Start of Block

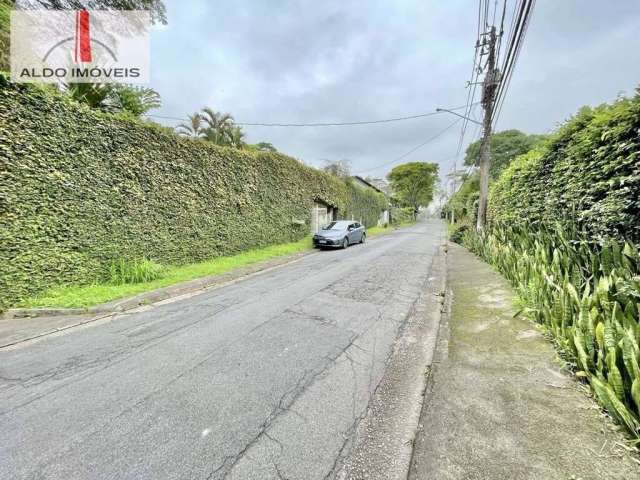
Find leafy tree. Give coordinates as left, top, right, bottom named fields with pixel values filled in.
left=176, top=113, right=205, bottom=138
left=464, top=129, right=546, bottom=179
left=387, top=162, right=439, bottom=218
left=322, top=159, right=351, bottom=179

End of Block
Start of Block

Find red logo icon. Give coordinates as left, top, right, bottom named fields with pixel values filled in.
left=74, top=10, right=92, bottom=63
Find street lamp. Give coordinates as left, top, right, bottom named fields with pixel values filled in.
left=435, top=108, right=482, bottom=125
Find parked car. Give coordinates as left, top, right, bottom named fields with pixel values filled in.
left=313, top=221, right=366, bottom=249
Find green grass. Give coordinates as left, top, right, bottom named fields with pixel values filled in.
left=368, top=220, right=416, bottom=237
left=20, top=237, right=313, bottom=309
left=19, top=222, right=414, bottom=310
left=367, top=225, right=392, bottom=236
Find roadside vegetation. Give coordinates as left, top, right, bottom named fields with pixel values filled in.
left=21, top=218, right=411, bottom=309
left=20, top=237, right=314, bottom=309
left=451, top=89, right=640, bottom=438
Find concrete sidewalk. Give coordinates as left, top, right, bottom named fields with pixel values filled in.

End of Block

## Assignment
Every line above from the line with "Find street lamp." to the line with "Find concrete sidewalk.", both included, must be reproduced exactly, and no other line may appear.

## Response
Find street lamp. Give coordinates as left, top, right, bottom named fields with pixel values filled in.
left=435, top=108, right=482, bottom=125
Find parked car. Give coordinates as left, top, right, bottom named fields with pixel values filled in.
left=313, top=221, right=366, bottom=249
Find green grass. Give coordinates as left, top, right, bottom named fields with pixel values filled in.
left=368, top=220, right=416, bottom=237
left=20, top=237, right=313, bottom=309
left=19, top=222, right=414, bottom=310
left=367, top=225, right=392, bottom=236
Find roadside vegetation. Give coordinates as left, top, right, bottom named fields with pixel values filled in.
left=21, top=218, right=411, bottom=309
left=20, top=237, right=314, bottom=309
left=451, top=89, right=640, bottom=438
Find concrete sidewalk. Give coordinates as left, top, right, bottom named fields with pixel values filled in.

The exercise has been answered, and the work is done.